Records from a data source
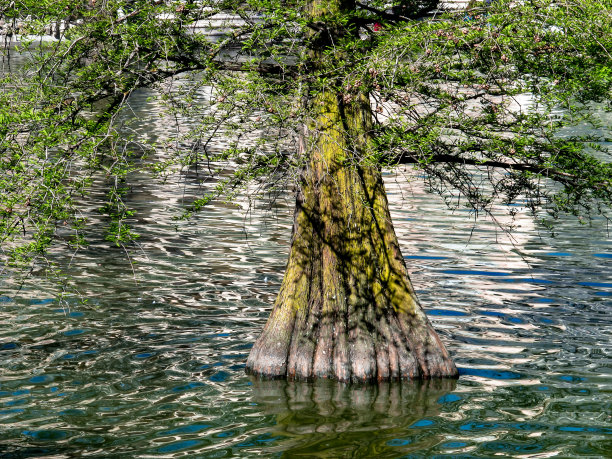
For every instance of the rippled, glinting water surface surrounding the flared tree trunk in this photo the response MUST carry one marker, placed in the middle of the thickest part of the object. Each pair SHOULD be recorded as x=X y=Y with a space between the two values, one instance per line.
x=152 y=365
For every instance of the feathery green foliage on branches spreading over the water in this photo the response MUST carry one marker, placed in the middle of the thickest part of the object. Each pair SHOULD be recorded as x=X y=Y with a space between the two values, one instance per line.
x=478 y=99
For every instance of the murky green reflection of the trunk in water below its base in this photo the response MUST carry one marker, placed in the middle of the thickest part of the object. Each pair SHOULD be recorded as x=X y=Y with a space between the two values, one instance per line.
x=330 y=419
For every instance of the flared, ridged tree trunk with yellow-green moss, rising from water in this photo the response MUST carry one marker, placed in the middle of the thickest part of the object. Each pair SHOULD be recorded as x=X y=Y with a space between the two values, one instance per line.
x=346 y=309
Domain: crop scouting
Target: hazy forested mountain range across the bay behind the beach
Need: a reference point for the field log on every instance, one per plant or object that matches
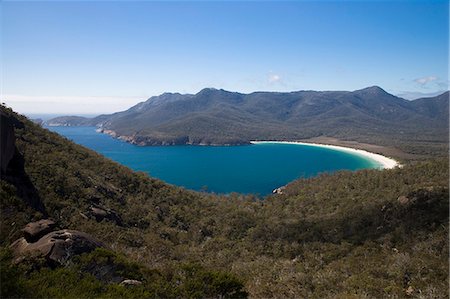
(221, 117)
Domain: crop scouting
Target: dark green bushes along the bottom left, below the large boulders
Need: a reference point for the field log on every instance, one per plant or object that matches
(93, 275)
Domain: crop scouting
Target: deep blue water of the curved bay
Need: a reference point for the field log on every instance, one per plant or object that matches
(254, 169)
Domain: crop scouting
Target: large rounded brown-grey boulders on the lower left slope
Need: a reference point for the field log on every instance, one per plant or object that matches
(56, 247)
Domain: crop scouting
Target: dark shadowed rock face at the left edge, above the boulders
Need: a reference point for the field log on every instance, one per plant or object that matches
(12, 165)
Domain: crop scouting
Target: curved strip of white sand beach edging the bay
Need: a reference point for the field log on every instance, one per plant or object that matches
(383, 161)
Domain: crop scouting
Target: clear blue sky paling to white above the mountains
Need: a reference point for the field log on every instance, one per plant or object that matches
(93, 57)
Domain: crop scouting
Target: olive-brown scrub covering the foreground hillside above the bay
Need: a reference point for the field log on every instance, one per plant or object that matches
(350, 234)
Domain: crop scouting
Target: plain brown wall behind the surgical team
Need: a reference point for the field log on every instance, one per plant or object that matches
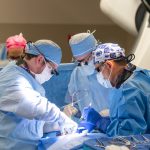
(57, 19)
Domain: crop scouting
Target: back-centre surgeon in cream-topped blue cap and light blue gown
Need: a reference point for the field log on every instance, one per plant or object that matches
(83, 85)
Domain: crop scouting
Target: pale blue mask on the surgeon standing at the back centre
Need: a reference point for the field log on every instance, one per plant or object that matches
(88, 69)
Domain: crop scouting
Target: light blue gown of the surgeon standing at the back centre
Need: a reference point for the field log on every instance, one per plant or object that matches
(96, 95)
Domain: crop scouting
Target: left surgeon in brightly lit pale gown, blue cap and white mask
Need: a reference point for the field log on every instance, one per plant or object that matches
(25, 112)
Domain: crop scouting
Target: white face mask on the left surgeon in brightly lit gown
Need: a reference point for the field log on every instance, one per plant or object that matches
(45, 75)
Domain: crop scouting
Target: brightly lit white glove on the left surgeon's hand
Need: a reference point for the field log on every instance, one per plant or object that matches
(68, 126)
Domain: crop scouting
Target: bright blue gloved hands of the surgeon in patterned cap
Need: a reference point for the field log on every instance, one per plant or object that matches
(92, 119)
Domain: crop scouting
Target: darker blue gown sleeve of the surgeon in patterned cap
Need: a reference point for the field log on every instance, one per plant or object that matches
(127, 112)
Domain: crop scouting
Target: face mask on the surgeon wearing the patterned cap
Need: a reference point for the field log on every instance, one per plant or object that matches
(104, 82)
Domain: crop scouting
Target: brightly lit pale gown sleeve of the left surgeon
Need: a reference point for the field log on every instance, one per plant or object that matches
(19, 97)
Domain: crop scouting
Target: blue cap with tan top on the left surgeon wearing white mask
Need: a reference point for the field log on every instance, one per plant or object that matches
(50, 50)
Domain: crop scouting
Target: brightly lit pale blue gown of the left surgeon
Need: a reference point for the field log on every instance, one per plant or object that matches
(25, 113)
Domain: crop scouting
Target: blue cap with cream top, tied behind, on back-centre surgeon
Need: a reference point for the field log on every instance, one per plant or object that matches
(82, 44)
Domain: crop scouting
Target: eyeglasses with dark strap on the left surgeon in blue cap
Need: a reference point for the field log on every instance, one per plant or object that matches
(50, 64)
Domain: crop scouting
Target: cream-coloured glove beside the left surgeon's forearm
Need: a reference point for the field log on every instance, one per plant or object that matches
(70, 110)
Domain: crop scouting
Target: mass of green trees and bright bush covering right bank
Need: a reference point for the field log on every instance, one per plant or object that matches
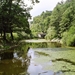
(63, 21)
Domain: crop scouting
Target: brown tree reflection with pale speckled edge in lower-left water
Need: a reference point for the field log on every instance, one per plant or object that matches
(15, 66)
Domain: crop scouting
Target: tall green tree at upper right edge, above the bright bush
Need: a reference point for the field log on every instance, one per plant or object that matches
(67, 16)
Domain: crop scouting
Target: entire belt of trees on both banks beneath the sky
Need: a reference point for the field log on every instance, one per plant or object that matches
(56, 24)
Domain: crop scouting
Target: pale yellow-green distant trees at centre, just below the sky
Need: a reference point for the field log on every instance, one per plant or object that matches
(40, 23)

_Goal of the exercise_: Number of lines with the string "cream" in the data above: report this figure and nothing more.

_Written answer_: 3